What the exercise asks: Copy the passage of the preeclampsia article from "In preeclampsia, a" to "influenced preeclampsia risk.", putting "leisure-time exercise" in place of "recreational physical activity" wherever it appears.

Activity may ward off preeclampsia for lean women
By Anne Harding
NEW YORK (Reuters Health) - Being physically active during pregnancy may help prevent a serious complication called preeclampsia, but the effect is small, and only seems to apply to women who are not obese, new research from Norway shows.
"The main risk factor for preeclampsia is actually a high body mass index, so reducing weight before starting to think about pregnancy is in general a very good idea," lead investigator Dr. Per Magnus of the Norwegian Institute of Public Health in Oslo, told Reuters Health. Trimming down also reduces a woman's risk of developing diabetes in pregnancy and of having a very high birthweight baby, "which is in itself a kind of complication," he added.
In preeclampsia, a woman develops high blood pressure and begins excreting protein in her urine. It occurs in up to 8 percent of pregnancies, and puts a woman at risk of stroke, seizures, premature delivery, and other complications. Past studies, in which women who developed preeclampsia were compared with women without preeclampsia, suggested that recreational physical activity could help prevent the condition.
To further investigate, Magnus and his team followed 59,573 women in the Norwegian Mother and Child Cohort Study, who gave birth to a single infant between 1999 and 2006, to see if physical activity during pregnancy influenced preeclampsia risk.
Between 14 and 22 weeks of pregnancy, the women reported how frequently they engaged in recreational physical activity, with 24 percent reporting no such activity at all.
Their findings are reported in the American Journal of Epidemiology.
The 7 percent of women who were physically active more than 25 times a month were 21 percent less likely than the inactive women to develop preeclampsia.
Using the participant's body mass index, the relationship was strongest in women who were not overweight, and no relationship was seen in women who were obese.
The study wasn't designed to look at why exercise may or may not help prevent preeclampsia. However, Magnus and his team suggest that early development of the placenta might be a key factor in the condition. Exercise may promote healthy placenta development among lean women, but it may be stressful for women who are heavier.
Magnus noted that it is still possible that lean women who exercise may have some other characteristic that prevents them from developing preeclampsia.
"Reducing weight is the best preventive measure, much better than being physically active, but then of course physically active is one way of losing weight," Magnus said.

Provided material:
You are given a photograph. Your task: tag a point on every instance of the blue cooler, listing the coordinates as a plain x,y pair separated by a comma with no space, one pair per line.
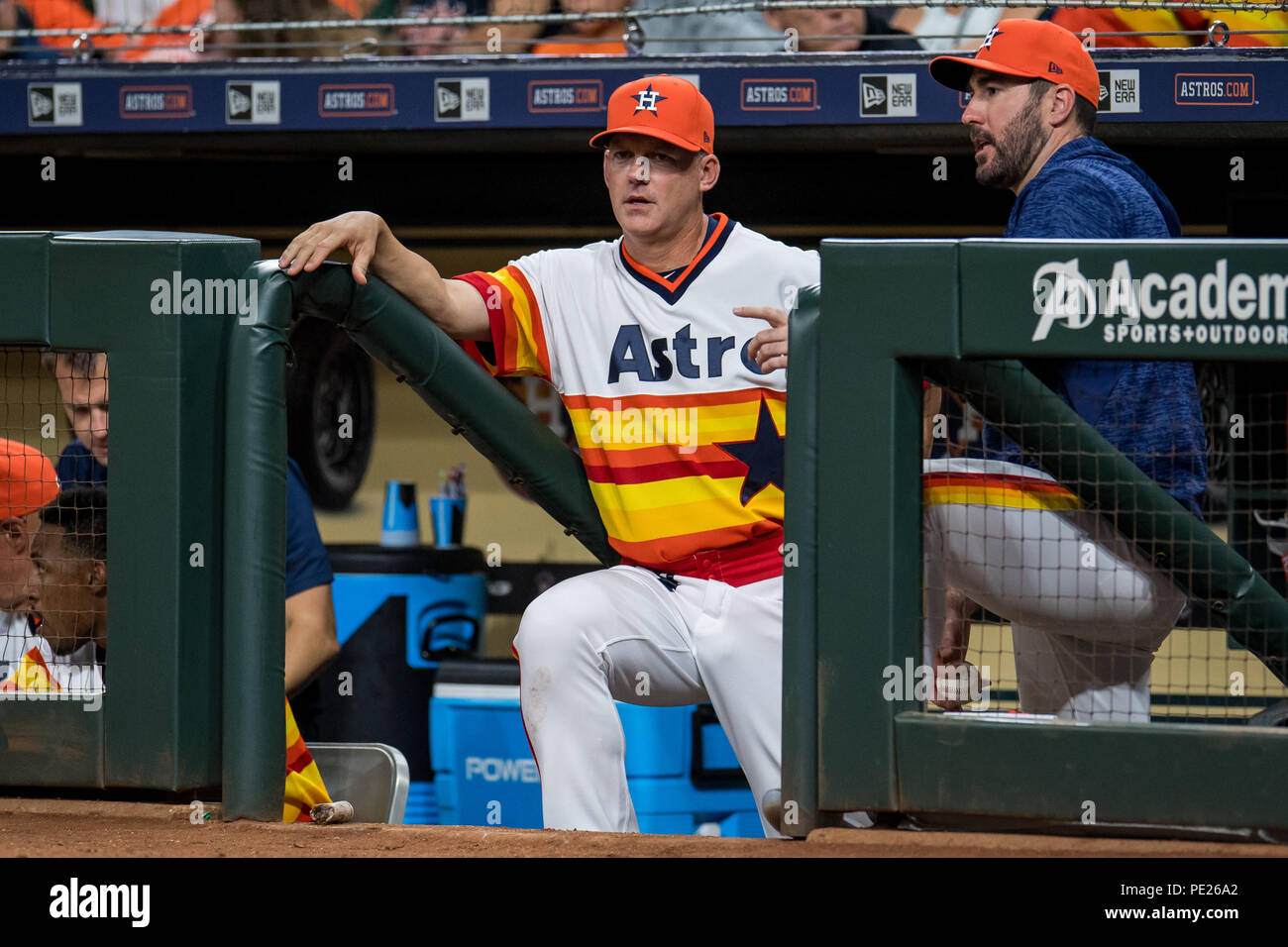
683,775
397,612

* * *

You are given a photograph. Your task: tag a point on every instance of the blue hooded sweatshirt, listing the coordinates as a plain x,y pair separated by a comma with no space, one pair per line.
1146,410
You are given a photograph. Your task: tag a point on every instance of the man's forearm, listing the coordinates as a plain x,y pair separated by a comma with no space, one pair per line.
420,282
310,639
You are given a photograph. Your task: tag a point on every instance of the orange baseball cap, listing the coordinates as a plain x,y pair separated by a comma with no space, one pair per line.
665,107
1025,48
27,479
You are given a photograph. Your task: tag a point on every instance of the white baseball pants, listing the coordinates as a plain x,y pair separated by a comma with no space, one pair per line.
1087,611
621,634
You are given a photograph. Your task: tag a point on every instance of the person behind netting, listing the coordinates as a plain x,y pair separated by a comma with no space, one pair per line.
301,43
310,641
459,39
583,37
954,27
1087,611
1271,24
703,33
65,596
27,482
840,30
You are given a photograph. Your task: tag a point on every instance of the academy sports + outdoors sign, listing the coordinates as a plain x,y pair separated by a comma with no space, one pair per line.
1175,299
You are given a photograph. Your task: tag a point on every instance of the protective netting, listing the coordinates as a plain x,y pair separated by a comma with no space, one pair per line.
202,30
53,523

...

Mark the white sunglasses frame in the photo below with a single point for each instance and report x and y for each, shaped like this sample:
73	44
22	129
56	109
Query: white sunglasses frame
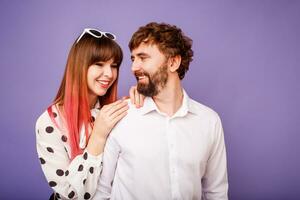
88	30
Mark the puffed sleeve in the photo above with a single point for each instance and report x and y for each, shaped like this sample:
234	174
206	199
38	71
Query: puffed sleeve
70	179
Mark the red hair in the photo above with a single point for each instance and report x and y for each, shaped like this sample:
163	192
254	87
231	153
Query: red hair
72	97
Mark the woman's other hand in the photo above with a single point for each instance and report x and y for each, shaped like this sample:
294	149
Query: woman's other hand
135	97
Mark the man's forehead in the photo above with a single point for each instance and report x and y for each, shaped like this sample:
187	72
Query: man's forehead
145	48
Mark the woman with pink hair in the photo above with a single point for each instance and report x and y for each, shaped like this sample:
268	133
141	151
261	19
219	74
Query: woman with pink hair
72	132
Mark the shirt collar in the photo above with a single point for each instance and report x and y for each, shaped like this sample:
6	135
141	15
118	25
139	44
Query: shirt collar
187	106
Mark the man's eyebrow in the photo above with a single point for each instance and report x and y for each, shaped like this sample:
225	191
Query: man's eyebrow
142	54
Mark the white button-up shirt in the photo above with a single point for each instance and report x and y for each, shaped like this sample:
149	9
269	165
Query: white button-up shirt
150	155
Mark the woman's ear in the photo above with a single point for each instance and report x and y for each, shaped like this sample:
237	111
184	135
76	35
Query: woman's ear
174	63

Solution to the exercise:
In preeclampsia, a woman develops high blood pressure and begins excreting protein in her urine. It occurs in up to 8 percent of pregnancies, and puts a woman at risk of stroke, seizures, premature delivery, and other complications. Past studies, in which women who developed preeclampsia were compared with women without preeclampsia, suggested that leisure-time exercise could help prevent the condition.
To further investigate, Magnus and his team followed 59,573 women in the Norwegian Mother and Child Cohort Study, who gave birth to a single infant between 1999 and 2006, to see if physical activity during pregnancy influenced preeclampsia risk.